_Instruction_
Pick out and copy every line of the listing below that contains the string "above". Matches must agree in case.

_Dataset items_

+++

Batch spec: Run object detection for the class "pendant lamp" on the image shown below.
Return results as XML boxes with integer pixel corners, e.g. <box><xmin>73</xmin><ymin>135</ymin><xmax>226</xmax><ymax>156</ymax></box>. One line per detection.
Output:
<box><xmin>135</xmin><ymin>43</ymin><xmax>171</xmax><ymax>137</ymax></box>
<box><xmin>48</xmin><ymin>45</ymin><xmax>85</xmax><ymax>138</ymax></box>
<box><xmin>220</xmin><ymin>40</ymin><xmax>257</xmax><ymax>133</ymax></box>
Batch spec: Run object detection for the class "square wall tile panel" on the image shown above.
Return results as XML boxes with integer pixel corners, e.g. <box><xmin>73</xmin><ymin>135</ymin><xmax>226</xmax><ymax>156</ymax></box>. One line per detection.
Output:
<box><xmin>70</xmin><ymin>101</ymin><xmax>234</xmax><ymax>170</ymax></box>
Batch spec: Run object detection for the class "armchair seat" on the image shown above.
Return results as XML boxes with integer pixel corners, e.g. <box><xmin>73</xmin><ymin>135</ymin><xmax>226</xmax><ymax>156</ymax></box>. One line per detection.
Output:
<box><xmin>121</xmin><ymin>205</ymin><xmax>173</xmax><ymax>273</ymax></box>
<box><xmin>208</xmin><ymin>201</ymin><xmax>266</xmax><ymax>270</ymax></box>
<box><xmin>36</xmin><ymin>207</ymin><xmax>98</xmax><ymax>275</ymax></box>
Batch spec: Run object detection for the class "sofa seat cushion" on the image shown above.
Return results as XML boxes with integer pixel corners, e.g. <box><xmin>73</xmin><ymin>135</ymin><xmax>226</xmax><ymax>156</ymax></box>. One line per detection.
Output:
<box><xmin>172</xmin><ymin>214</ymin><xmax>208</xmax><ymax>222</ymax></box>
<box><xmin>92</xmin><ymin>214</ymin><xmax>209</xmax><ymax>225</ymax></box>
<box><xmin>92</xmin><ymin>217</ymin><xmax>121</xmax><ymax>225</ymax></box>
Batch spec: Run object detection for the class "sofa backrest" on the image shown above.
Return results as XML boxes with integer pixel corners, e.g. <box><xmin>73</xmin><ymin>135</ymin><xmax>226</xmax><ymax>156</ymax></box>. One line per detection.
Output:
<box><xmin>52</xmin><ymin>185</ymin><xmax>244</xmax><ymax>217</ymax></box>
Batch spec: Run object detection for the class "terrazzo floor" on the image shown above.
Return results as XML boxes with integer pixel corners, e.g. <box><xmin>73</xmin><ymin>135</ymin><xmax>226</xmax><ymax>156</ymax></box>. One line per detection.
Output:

+++

_The result_
Batch spec: Run object detection for the class "square wall tile panel" on the image shown above.
Batch spec: Run object detection for the class "armchair seat" on the image shown above.
Batch spec: Run object detection for the class "sofa seat cushion" on the image shown above.
Batch spec: Run object detection for the class "sofa backrest" on the image shown above.
Batch spec: Run object detection for the class "terrazzo floor" on the image shown above.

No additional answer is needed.